(Objective)
Are you able to retype all the records below exactly?

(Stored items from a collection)

------------------------

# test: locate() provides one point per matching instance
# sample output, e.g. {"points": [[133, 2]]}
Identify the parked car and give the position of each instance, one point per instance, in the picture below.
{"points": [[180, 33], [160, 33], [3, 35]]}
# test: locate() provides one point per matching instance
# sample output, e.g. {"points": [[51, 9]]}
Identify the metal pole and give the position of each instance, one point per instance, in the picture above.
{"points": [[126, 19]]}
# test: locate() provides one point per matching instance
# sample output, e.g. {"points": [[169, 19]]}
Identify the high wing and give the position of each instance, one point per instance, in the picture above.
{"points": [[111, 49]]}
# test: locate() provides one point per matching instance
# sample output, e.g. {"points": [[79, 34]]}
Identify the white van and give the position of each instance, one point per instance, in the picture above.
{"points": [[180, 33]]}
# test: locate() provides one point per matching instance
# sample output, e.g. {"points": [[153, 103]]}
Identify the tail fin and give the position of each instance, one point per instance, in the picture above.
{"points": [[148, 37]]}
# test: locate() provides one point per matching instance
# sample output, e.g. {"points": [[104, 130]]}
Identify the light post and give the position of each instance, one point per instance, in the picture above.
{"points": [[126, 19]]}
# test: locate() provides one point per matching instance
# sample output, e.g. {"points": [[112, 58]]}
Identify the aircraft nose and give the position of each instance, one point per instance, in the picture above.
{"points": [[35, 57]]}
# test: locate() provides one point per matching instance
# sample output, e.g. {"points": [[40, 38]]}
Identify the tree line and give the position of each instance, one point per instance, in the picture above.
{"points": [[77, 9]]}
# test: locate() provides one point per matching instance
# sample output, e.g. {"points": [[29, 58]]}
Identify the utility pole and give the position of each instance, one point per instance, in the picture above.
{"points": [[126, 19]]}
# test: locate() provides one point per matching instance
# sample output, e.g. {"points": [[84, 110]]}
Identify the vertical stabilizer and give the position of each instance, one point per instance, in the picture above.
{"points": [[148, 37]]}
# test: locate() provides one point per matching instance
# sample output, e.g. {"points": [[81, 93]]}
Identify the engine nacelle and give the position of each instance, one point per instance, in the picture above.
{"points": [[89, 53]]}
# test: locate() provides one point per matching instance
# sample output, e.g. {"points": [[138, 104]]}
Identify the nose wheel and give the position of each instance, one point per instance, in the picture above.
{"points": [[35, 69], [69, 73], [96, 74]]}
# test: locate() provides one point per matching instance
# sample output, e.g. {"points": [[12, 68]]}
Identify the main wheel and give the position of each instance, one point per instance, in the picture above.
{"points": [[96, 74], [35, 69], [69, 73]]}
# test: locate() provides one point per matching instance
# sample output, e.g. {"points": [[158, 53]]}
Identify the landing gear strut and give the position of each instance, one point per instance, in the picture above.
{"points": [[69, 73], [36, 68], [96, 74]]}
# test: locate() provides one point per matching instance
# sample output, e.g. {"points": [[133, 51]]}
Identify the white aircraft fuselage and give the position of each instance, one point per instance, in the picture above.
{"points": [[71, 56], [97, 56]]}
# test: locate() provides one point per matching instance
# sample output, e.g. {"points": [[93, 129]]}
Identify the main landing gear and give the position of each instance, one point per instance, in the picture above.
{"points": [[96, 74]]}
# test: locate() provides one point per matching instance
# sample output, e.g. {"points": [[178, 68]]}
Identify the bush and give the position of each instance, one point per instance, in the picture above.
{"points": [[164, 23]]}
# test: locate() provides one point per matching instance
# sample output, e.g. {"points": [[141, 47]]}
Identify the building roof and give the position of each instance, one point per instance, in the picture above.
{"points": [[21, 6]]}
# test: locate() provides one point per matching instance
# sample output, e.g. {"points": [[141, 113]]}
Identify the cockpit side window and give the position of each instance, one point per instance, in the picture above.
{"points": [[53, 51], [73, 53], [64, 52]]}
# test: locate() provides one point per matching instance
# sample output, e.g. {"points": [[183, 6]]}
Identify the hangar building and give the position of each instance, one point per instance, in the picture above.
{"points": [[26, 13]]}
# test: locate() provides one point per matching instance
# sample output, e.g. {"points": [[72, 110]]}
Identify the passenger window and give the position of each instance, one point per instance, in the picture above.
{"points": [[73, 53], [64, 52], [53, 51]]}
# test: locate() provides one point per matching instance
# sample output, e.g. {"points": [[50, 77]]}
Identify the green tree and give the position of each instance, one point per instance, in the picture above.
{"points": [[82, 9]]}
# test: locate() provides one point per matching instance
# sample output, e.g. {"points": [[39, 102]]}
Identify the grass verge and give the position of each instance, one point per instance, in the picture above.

------------------------

(Solution to this task)
# test: locate() provides one point per matching instance
# sample output, e.g. {"points": [[133, 2]]}
Identify the parked car and give the position of each instance, one point per instance, in the picture below.
{"points": [[180, 33], [160, 33], [3, 35]]}
# test: locate() provides one point per matching instance
# sample output, e.g. {"points": [[51, 9]]}
Identify the metal pole and give the position of each instance, one point per instance, in the picture above.
{"points": [[126, 19]]}
# test: locate() provides one point per matching instance
# sample output, e.g. {"points": [[169, 19]]}
Identify the high wing and give the position of each instance, one point per instance, in the picture above.
{"points": [[111, 49]]}
# test: locate() provides one point per matching instance
# sample output, e.g. {"points": [[79, 34]]}
Identify the white van and give the position of each instance, one point per instance, in the picture above.
{"points": [[180, 33]]}
# test: locate() provides one point per matching instance
# sample output, e.g. {"points": [[153, 103]]}
Identify the tail fin and give the position of each instance, one point per instance, in the picture above.
{"points": [[148, 37]]}
# test: locate() provides one point per matching instance
# sample output, e.g. {"points": [[104, 130]]}
Identify the light post and give the position of each instance, one point per instance, in the picture above.
{"points": [[126, 19]]}
# test: locate() provides one point per matching instance
# sample output, e.g. {"points": [[112, 58]]}
Identify the aircraft nose and give the position of each instance, one point per instance, in the picture above.
{"points": [[35, 57]]}
# test: locate() provides one point per matching instance
# sample output, e.g. {"points": [[40, 38]]}
Identify the tree line and give the position of each instance, one point per instance, in the picture above.
{"points": [[77, 9]]}
# test: locate() provides one point per matching instance
# sample output, e.g. {"points": [[29, 58]]}
Identify the utility pole and give the position of each instance, one point per instance, in the picture above.
{"points": [[126, 19]]}
# test: locate() provides one point per matching instance
# sample output, e.g. {"points": [[84, 110]]}
Identify the vertical stabilizer and give the position of each instance, one point per instance, in the picture above.
{"points": [[148, 37]]}
# test: locate() provides one point per matching instance
# sample output, e.g. {"points": [[81, 93]]}
Identify the engine nacelle and give the position of each instance, one point per instance, in the picture above.
{"points": [[89, 53]]}
# test: locate() provides one point per matching instance
# sample output, e.g. {"points": [[138, 104]]}
Identify the nose wheel and give the position of each instance, one point per instance, in the picture above.
{"points": [[35, 69], [69, 73], [96, 74]]}
# test: locate() provides one point per matching instance
# sample output, e.g. {"points": [[12, 68]]}
Identify the main wheel and give the position of each instance, one point per instance, in the picture above.
{"points": [[96, 74], [35, 69], [69, 73]]}
# test: locate() provides one point per matching instance
# sample output, e.g. {"points": [[158, 53]]}
Identify the landing gear strut and give the position of each instance, one point per instance, in the picture above.
{"points": [[69, 73], [36, 68], [96, 74]]}
# test: locate() provides one point per matching instance
# sample output, e.g. {"points": [[133, 51]]}
Identify the white aircraft fuselage and give the position of each instance, one point per instance, in the picture above.
{"points": [[71, 56], [97, 56]]}
# test: locate() provides one point per matching instance
# sample output, e.g. {"points": [[93, 129]]}
Identify the main landing gear and give the position of each instance, one point per instance, in the picture above.
{"points": [[96, 74]]}
# test: locate() provides one point per matching instance
# sample output, e.g. {"points": [[178, 68]]}
Identify the bush and give the position of each instance, one point per instance, in the picture above.
{"points": [[164, 23]]}
# test: locate() provides one point per matching instance
# sample output, e.g. {"points": [[141, 47]]}
Identify the building roof and give the position of each instance, one point per instance, in the picture above.
{"points": [[21, 6]]}
# test: locate() provides one point per matching instance
# sample output, e.g. {"points": [[141, 113]]}
Identify the cockpit side window and give the position of each instance, one point per instance, in the picture above.
{"points": [[53, 51], [73, 53], [64, 52]]}
# test: locate() provides one point per matching instance
# sample output, e.g. {"points": [[183, 6]]}
Identify the hangar building and give the position of each instance, one point per instance, in the picture above.
{"points": [[26, 13]]}
# test: locate() provides one point per matching instance
# sample output, e.g. {"points": [[72, 110]]}
Identify the passenger window and give the position of each instance, one point per instance, in the picture above.
{"points": [[73, 53], [64, 52], [53, 51]]}
# test: locate() provides one point per matching instance
# sample output, e.g. {"points": [[50, 77]]}
Identify the green tree and give the position of each instance, one point per instance, in the picture above.
{"points": [[82, 9]]}
# test: locate() provides one point per matching instance
# sample output, e.g. {"points": [[39, 102]]}
Identify the grass verge and give the position of each instance, one point per instance, in the picture above.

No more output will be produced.